[Data to process]
==============================
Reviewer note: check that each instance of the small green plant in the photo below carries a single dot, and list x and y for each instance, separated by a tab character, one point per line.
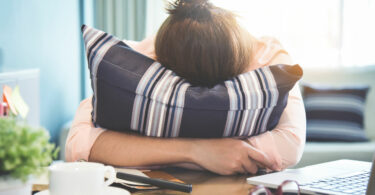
24	150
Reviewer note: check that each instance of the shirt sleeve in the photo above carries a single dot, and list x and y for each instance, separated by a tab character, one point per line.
285	143
82	134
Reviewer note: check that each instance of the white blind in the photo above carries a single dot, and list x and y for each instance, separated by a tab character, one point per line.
316	33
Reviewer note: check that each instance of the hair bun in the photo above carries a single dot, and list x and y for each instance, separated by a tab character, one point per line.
193	9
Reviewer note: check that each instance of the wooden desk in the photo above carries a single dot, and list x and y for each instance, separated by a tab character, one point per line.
205	183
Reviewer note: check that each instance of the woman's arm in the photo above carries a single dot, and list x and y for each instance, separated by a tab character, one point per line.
286	142
109	147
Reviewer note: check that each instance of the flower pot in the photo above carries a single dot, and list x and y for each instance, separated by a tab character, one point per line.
11	186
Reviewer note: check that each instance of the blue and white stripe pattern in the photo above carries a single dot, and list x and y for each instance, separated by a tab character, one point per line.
159	102
252	98
97	44
135	93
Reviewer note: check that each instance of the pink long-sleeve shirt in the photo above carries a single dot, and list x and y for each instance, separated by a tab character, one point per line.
284	144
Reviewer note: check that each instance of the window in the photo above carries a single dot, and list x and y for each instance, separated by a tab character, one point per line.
316	33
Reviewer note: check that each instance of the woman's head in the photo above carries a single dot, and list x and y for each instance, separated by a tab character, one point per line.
202	43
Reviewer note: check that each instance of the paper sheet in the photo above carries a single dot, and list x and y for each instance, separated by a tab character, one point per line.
19	103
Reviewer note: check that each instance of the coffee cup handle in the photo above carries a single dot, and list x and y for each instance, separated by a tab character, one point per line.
112	175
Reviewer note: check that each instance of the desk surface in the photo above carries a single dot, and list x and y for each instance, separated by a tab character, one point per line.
205	183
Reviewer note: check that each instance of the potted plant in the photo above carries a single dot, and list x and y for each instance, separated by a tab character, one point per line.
24	151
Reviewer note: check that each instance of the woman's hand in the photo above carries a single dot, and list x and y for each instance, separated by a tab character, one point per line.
229	156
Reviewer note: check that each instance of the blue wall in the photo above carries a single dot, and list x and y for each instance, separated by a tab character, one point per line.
45	34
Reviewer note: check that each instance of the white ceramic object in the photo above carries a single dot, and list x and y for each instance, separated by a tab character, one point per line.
10	186
107	191
80	178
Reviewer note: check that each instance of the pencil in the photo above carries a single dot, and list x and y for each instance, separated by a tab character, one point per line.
156	182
==============================
[Exercise brief] Write out the records above in full and exactly, with no pictures.

[Answer box]
Reviewer note: check that each instance of the small green plant in the photo below carries a single dot, and list x and y for each instance, separated by a tab character, one point per line.
24	150
Reviewer note: check that each instance of the shirt sleeve in the photo above carries a single dot, and list x and y for each instance, separated by a tab character, one point per line.
285	143
82	134
Reviewer note: check that each instance of the white blind in the photo above carries a single dot, and list x and y for each instance, separated by a tab character, one point per line.
316	33
Reviewer note: check that each instance of the hair bun in the photo above carries a single dot, and list x and y for each instance, separated by a tab character, one point per line.
193	9
Reviewer note: check that each instance of the wooden desk in the photo above carries a single dot, and list x and y for each instance, separated by a tab character, one point per line.
205	183
Reviewer note: check that each instance of the woman's arm in the photo above carries a single dot, and list x and y for each instance, separated by a tab character, one point per line.
286	142
109	147
Reviewer note: check that each instance of the flower pot in the photo above carries a single dot, and list x and y for each instance, separated by a tab character, one point per line.
11	186
Reviewer note: check that each instance of the blue and white stripe pattern in the photo above carries a single dot, and list x and y for each instance, separated by a tab character, one point per line.
159	102
252	98
97	44
135	93
Reviewer note: check that each instance of the pink long-sleeve shirt in the photo above carries a single dot, and list x and y for each instance, separated by a tab character, one point per line.
284	144
Reviewer note: check that each instance of the window in the photo above carries a single dot, and list x and y for each instance, separated by a tab character, one point per line.
316	33
Reviewer note: check that each instance of the woman's head in the photo above carries a single dot, and list x and y for each instance, separated by a tab character, one point per line.
202	43
Reviewer note: check that each instance of the paper sheet in the photo above carries a single dot, and list x and y for each instance, separated by a tab character, one point per line.
19	103
Reviewer note: check that each instance of the coffee cup handle in the photo above carries a single dot, and list x and y for each instance, separated by a tab character, one point per line.
112	175
Reviewer note: check that each instance of the desk surface in the photo above carries a single dot, and list x and y for each instance, separated by a tab character, one point per line.
205	183
Reviewer note: check that each instance of the potted plant in the photo above carries a single dot, and list x and y for each instance, separated by a tab character, one point per line.
24	151
Reviewer note: check that each instance of the woman's hand in the photo above carries a single dot, and list x and y for each instance, separated by a tab character, one point per line.
229	156
Reviewer note: check that each instance of the blue wall in the photo above carries a single dot, and list x and y for each instance, separated by a tab character, one point per line.
45	34
Reviewer note: check that each instance of the white ceramic object in the photo above carries a single dot, and list x and y for each instance, separated by a tab character, one point per line.
10	186
107	191
80	178
Reviewer note: check that each instance of the pencil in the photo above carries a single dot, and list x and y for each instance, separated by a tab character, one point per line.
156	182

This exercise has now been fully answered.